## begin PAGE EXTRACT

This quote is from Frank Brennan's 'Asleep at the wheel in precarious amoral waters', the Seventh Manning Clark Lecture, delivered at the National Library. Brennan says that when retiring as a teacher at ANU in 1975, Manning Clark was asked if it had all been worthwhile. He recalled attending the requiem mass at St Christopher's Cathedral in Canberra the previous year for his friend Eris O'Brien:

"The procession after the service reminded me of the Catholic, Protestant, and the Enlightenment - symbolising what one had thought our history was about, in part. But there was a sequel. Outside the church, as that bell tolled its melancholy dirge for the dead, I was seized with that dread which has never been far from me in the last ten or so years: that the bell was tolling a requiem for the only vision of life with which I had any bond.

"I feared that all these three ways of looking at the world, and the men who believed in them, were about to be replaced by men who believed in nothing; men with the appetites of the sybarite and the morals of the Pharisee; men who were not touched by the story of the prodigal son, or Schiller's great Hymn to Joy, or Mozart's Magic Flute, or Karl Marx's point about moral infamy, or the teachers of the Enlightenment on tenderness, or Steele Rudd's Dad, or Henry Lawson's Christ figure - men without pity, with that great hell in the heart, of not being able to love or be loved."

## end PAGE EXTRACT
## begin DATA PROVIDED

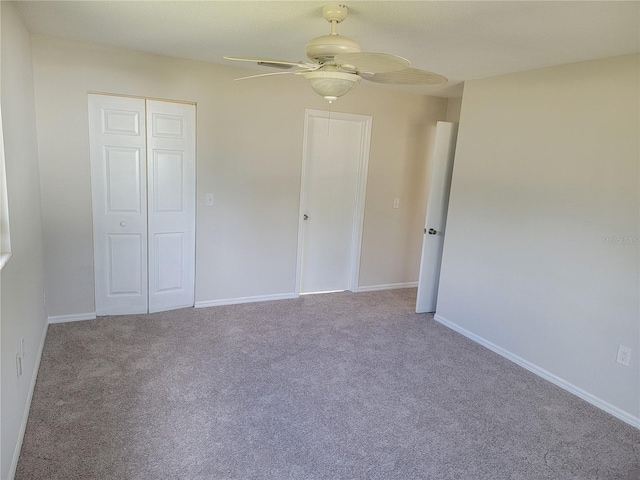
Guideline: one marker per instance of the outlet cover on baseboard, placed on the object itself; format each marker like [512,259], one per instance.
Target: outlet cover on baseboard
[624,355]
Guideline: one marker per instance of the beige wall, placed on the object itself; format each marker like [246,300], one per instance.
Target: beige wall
[22,309]
[249,146]
[541,253]
[453,109]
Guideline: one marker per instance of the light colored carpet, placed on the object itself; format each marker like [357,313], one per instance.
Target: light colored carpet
[330,386]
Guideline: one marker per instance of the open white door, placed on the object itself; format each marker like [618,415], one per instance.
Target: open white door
[436,218]
[171,167]
[119,194]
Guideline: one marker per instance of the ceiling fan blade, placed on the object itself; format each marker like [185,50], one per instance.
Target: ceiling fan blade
[270,62]
[270,74]
[407,76]
[369,62]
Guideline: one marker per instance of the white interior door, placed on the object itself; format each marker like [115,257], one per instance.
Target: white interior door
[436,218]
[119,194]
[143,189]
[171,167]
[336,151]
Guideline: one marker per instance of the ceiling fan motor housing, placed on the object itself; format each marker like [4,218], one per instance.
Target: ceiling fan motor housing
[323,49]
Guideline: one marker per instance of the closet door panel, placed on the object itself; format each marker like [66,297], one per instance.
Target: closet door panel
[171,216]
[119,195]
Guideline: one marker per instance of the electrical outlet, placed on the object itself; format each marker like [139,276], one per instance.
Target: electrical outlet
[624,355]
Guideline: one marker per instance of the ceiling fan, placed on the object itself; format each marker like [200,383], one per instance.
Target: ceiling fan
[338,64]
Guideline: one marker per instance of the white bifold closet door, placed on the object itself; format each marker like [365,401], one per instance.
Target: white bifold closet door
[143,190]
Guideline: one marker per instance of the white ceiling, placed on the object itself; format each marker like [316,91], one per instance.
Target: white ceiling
[460,40]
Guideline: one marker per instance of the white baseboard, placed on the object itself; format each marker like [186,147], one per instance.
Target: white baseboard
[76,317]
[541,372]
[235,301]
[388,286]
[27,408]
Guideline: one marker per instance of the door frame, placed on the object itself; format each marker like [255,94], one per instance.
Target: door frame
[361,190]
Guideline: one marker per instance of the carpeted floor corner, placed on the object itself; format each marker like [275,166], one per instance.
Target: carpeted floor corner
[332,386]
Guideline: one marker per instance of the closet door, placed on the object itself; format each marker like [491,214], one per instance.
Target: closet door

## end DATA PROVIDED

Write the next part of the passage about Manning Clark's remarks on his retirement, starting right after its closing sentence.

Manning Clarke is definitely out of fashion in Howard's conservative Australia. He's too negative and he belongs to the much maligned black armband interpretation of Australian history. and never makes an appearance in all the celebrations. Still that phrase the ' bell tolled its melancholy dirge for the dead' is very apt image for the goings on by the utilitarians at the Australian Wheat Board--- and their kickbacks to Saddam Hussein's regime that breached United Nations sanctions against Iraq.

I listened to the Nationals debate this issue yesterday in Parliament during a matter of public importance. Ian Causley could see there wrong--it was about doing business, and the commercial reality of trade in the Middle East required kickbacks. Get real.

As Brennan points out the issue here is that Sadam Hussein's regime:

'.. was not just any regime in receipt of kickbacks. Our Government was convinced that this government was developing weapons of mass destruction. Our Government was adamant that there was a need for strict sanctions or war. '

So trading with enemy in breach of UN sanctions was okay because it was all about profit and the end justified the means.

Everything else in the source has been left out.